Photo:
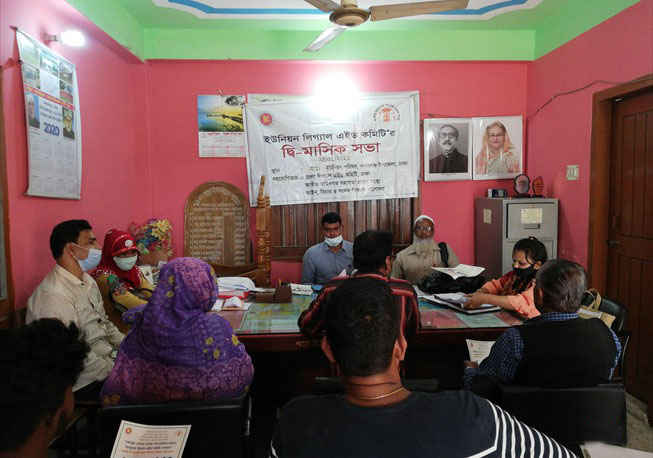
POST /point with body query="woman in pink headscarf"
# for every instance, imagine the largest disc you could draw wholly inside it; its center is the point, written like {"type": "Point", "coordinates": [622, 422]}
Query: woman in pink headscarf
{"type": "Point", "coordinates": [496, 156]}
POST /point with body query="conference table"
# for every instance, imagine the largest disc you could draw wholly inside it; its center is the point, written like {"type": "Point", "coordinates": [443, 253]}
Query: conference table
{"type": "Point", "coordinates": [272, 327]}
{"type": "Point", "coordinates": [287, 362]}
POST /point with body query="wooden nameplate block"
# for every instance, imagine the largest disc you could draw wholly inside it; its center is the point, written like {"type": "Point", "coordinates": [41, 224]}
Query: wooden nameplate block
{"type": "Point", "coordinates": [281, 294]}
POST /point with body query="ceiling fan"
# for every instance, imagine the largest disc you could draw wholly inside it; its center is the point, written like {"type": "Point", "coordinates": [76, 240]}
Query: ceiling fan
{"type": "Point", "coordinates": [348, 15]}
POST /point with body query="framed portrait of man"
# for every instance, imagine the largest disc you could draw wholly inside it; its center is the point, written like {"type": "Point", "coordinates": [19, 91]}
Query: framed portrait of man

◆ **Task description**
Gather up the lines containing the word "portrait" from these records and copy them.

◆ **Response area**
POST /point with body query="framed portrait of man"
Query: framed portrait of man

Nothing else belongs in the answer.